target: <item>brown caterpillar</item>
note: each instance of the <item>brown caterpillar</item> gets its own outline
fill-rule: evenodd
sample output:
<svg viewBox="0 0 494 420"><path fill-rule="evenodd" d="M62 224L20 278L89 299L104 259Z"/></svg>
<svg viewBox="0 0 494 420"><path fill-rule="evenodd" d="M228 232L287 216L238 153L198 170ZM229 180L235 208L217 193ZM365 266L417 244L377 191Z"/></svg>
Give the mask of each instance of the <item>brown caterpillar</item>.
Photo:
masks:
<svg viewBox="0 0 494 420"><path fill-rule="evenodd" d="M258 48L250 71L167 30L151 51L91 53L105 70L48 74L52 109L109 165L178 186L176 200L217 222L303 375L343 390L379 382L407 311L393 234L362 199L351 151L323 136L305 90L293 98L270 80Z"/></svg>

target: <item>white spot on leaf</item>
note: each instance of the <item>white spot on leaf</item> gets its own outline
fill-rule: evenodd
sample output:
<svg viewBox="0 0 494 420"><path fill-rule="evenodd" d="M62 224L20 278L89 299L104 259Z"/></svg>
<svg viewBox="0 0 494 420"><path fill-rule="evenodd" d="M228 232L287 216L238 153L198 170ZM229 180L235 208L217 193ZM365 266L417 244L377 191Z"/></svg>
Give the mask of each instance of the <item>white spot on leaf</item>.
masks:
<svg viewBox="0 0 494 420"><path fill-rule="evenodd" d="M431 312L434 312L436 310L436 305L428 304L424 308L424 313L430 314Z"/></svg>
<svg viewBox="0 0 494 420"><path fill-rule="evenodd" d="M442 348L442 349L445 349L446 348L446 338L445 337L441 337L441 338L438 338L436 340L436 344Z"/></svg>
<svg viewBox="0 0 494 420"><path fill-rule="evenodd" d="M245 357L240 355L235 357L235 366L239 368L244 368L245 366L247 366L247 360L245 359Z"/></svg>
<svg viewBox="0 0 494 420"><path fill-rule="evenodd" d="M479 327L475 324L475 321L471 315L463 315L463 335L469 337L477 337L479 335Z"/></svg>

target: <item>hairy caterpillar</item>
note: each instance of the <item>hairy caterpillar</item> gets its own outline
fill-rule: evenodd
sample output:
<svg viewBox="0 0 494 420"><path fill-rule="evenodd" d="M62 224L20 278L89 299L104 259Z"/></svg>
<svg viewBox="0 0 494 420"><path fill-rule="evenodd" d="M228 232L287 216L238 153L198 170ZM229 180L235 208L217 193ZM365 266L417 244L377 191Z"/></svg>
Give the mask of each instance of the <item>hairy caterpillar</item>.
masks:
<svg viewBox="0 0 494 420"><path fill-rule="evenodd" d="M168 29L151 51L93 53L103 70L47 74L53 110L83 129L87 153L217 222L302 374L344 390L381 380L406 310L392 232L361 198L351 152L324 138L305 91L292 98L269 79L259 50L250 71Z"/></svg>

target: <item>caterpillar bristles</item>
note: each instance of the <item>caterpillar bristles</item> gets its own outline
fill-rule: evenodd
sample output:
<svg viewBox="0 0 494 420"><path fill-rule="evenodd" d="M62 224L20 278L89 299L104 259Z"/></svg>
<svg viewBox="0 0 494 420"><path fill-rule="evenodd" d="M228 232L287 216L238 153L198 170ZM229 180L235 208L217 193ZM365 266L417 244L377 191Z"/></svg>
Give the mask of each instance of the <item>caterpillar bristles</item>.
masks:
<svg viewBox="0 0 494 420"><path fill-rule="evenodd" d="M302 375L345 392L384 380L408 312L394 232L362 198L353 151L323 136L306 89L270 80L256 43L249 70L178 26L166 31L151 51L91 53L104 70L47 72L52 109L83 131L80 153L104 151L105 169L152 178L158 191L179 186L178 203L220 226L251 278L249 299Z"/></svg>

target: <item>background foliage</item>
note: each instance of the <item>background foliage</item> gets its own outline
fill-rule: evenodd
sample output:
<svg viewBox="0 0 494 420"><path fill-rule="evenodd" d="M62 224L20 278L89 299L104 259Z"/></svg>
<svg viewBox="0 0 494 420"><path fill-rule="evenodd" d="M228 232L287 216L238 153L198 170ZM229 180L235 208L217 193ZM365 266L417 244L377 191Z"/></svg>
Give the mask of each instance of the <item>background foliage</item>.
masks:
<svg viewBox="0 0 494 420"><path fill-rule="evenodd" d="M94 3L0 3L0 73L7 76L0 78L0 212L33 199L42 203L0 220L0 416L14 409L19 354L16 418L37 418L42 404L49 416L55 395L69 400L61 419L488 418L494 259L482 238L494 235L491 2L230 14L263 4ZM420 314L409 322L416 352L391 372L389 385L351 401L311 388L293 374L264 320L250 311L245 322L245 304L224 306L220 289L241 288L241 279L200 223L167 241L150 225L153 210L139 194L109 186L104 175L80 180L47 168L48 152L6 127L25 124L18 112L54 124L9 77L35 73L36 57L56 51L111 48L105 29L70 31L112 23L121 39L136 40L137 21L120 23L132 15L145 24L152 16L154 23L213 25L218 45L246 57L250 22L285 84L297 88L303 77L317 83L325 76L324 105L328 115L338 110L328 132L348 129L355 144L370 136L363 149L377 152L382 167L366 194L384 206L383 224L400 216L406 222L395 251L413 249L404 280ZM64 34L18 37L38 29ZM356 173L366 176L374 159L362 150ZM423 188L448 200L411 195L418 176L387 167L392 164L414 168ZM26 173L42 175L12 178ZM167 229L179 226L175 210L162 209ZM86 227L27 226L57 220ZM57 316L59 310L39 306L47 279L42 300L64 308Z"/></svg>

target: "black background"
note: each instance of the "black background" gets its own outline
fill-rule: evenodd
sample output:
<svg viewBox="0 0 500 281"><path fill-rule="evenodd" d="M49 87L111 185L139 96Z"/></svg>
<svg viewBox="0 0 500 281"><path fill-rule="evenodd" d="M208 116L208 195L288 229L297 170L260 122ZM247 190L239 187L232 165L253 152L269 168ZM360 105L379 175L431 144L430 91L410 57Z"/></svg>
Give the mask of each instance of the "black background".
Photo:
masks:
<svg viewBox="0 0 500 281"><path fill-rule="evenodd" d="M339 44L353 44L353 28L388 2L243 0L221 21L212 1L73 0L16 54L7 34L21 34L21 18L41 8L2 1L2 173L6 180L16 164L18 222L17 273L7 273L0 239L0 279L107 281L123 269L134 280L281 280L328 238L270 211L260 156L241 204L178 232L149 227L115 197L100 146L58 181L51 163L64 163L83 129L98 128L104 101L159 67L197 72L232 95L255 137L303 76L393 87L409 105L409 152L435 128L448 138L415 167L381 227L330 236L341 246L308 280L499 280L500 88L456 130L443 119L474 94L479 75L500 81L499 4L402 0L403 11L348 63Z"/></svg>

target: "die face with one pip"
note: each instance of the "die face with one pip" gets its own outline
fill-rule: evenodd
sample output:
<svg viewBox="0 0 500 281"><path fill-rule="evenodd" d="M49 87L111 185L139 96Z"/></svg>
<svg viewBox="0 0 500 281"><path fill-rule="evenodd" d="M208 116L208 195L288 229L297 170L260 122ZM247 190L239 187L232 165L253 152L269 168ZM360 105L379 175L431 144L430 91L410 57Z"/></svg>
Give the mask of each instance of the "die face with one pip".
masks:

━━━━

(WHAT THE TASK REQUIRES) Every record above needs to be copied exactly.

(WRITTEN SOLUTION)
target: <item>brown caterpillar</item>
note: each instance of the <item>brown caterpillar</item> gets its own outline
fill-rule: evenodd
sample output:
<svg viewBox="0 0 494 420"><path fill-rule="evenodd" d="M62 224L20 278L89 299L104 259Z"/></svg>
<svg viewBox="0 0 494 420"><path fill-rule="evenodd" d="M228 232L287 216L238 153L198 170ZM229 180L235 208L217 193ZM365 266L417 244L377 191Z"/></svg>
Give the mask of each instance of the <item>brown caterpillar</item>.
Photo:
masks:
<svg viewBox="0 0 494 420"><path fill-rule="evenodd" d="M258 48L250 71L167 30L151 51L91 53L105 70L48 74L52 109L109 165L178 186L176 200L217 222L303 375L343 390L379 382L407 311L393 234L362 199L351 151L323 136L305 90L293 98L270 80Z"/></svg>

target: <item>white spot on leaf</item>
note: each instance of the <item>white spot on leaf</item> gets its own outline
fill-rule: evenodd
sample output:
<svg viewBox="0 0 494 420"><path fill-rule="evenodd" d="M62 224L20 278L89 299L104 259Z"/></svg>
<svg viewBox="0 0 494 420"><path fill-rule="evenodd" d="M228 232L287 216L238 153L198 170ZM229 180L235 208L217 193ZM365 266L417 244L377 191Z"/></svg>
Give the mask of each instance of the <item>white spot on leaf</item>.
masks:
<svg viewBox="0 0 494 420"><path fill-rule="evenodd" d="M431 312L434 312L436 310L436 305L428 304L424 308L424 313L430 314Z"/></svg>
<svg viewBox="0 0 494 420"><path fill-rule="evenodd" d="M442 348L442 349L445 349L446 348L446 338L445 337L441 337L441 338L438 338L436 340L436 344Z"/></svg>
<svg viewBox="0 0 494 420"><path fill-rule="evenodd" d="M245 357L240 355L235 357L235 366L239 368L244 368L245 366L247 366L247 360L245 359Z"/></svg>
<svg viewBox="0 0 494 420"><path fill-rule="evenodd" d="M479 327L475 324L475 321L471 315L463 315L463 335L469 337L477 337L479 335Z"/></svg>

target: <item>hairy caterpillar</item>
note: each instance of the <item>hairy caterpillar</item> gets its own outline
fill-rule: evenodd
sample output:
<svg viewBox="0 0 494 420"><path fill-rule="evenodd" d="M62 224L20 278L89 299L104 259Z"/></svg>
<svg viewBox="0 0 494 420"><path fill-rule="evenodd" d="M228 232L287 216L238 153L198 170ZM229 180L235 208L217 193ZM365 266L417 244L377 191Z"/></svg>
Give the mask of each instance of the <item>hairy caterpillar</item>.
masks:
<svg viewBox="0 0 494 420"><path fill-rule="evenodd" d="M168 29L151 51L93 53L103 70L47 74L53 110L83 129L87 153L217 222L302 374L344 390L381 380L406 310L392 232L361 198L351 152L324 138L305 91L292 98L269 79L259 50L250 71Z"/></svg>

target: <item>caterpillar bristles</item>
note: each instance of the <item>caterpillar bristles</item> gets its own outline
fill-rule: evenodd
sample output:
<svg viewBox="0 0 494 420"><path fill-rule="evenodd" d="M62 224L20 278L89 299L104 259Z"/></svg>
<svg viewBox="0 0 494 420"><path fill-rule="evenodd" d="M228 232L287 216L238 153L198 170ZM229 180L235 208L217 193ZM365 266L417 244L377 191Z"/></svg>
Give the mask of each instance of the <item>caterpillar bristles</item>.
masks:
<svg viewBox="0 0 494 420"><path fill-rule="evenodd" d="M302 375L345 392L384 380L408 312L394 232L362 198L353 151L323 136L306 89L270 80L256 43L249 70L178 26L166 31L151 51L91 53L104 70L47 72L52 109L83 131L80 153L104 151L105 169L152 178L158 191L179 186L178 203L220 226L251 278L249 299Z"/></svg>

target: <item>background foliage</item>
note: each instance of the <item>background foliage</item> gets its own outline
fill-rule: evenodd
sample output:
<svg viewBox="0 0 494 420"><path fill-rule="evenodd" d="M62 224L20 278L89 299L104 259Z"/></svg>
<svg viewBox="0 0 494 420"><path fill-rule="evenodd" d="M228 232L287 216L238 153L198 170ZM229 180L235 208L217 193ZM365 266L417 244L377 191Z"/></svg>
Give the mask of each instance of the <item>background foliage</item>.
masks:
<svg viewBox="0 0 494 420"><path fill-rule="evenodd" d="M94 3L0 3L0 73L7 76L0 78L0 212L33 199L42 203L0 220L0 416L14 409L19 354L16 418L37 418L42 404L49 416L55 395L69 400L61 419L488 418L494 259L482 238L494 235L491 2L230 14L263 4ZM420 314L409 322L416 352L391 372L389 385L351 401L311 388L293 374L264 320L250 311L245 322L245 304L224 306L220 289L241 288L241 279L200 223L167 241L150 225L153 210L139 194L109 186L104 175L80 180L47 168L48 152L6 127L25 124L18 112L54 124L9 77L35 73L36 57L56 51L111 48L105 29L70 31L112 23L121 39L136 40L137 21L120 23L132 15L145 24L152 16L154 23L213 25L218 45L246 57L250 22L285 84L297 88L303 77L317 83L325 76L324 105L328 115L338 110L328 132L348 129L355 144L370 136L363 149L377 152L382 167L366 194L384 206L383 224L400 216L406 222L395 251L413 249L404 280ZM64 34L18 37L38 29ZM356 173L366 176L374 159L362 150ZM423 188L448 200L411 195L418 176L387 167L392 164L414 168ZM26 173L42 175L12 178ZM167 229L179 226L175 210L162 209ZM86 227L27 226L57 220ZM57 316L59 310L39 306L47 279L42 300L64 308Z"/></svg>

target: "black background"
note: each instance of the "black background" gets its own outline
fill-rule: evenodd
sample output:
<svg viewBox="0 0 500 281"><path fill-rule="evenodd" d="M49 87L111 185L139 96Z"/></svg>
<svg viewBox="0 0 500 281"><path fill-rule="evenodd" d="M208 116L208 195L288 229L297 170L260 122ZM247 190L239 187L232 165L253 152L269 168ZM360 105L379 175L431 144L430 91L410 57Z"/></svg>
Give the mask of each instance of the "black background".
Photo:
masks:
<svg viewBox="0 0 500 281"><path fill-rule="evenodd" d="M339 44L353 44L353 28L388 2L243 0L221 21L212 1L73 0L16 54L7 34L21 34L21 18L41 8L2 1L2 173L6 180L16 164L18 222L17 273L7 273L0 239L0 279L107 281L123 269L134 280L281 280L328 238L270 211L260 156L241 204L178 232L149 227L115 197L100 146L58 181L51 163L64 163L83 129L98 128L104 101L159 67L197 72L232 95L255 137L303 76L393 87L409 105L409 152L435 128L448 138L415 167L381 227L330 236L341 246L308 280L499 280L500 88L456 130L443 119L474 94L479 75L500 81L499 4L402 0L403 11L348 63Z"/></svg>

target: "die face with one pip"
note: each instance of the "die face with one pip" gets its own outline
fill-rule: evenodd
sample output:
<svg viewBox="0 0 500 281"><path fill-rule="evenodd" d="M49 87L111 185L139 96Z"/></svg>
<svg viewBox="0 0 500 281"><path fill-rule="evenodd" d="M208 116L208 195L288 229L297 170L260 122ZM247 190L239 187L232 165L253 152L269 168ZM360 105L379 175L431 144L430 91L410 57Z"/></svg>
Give the mask of each instance of the "die face with one pip".
masks:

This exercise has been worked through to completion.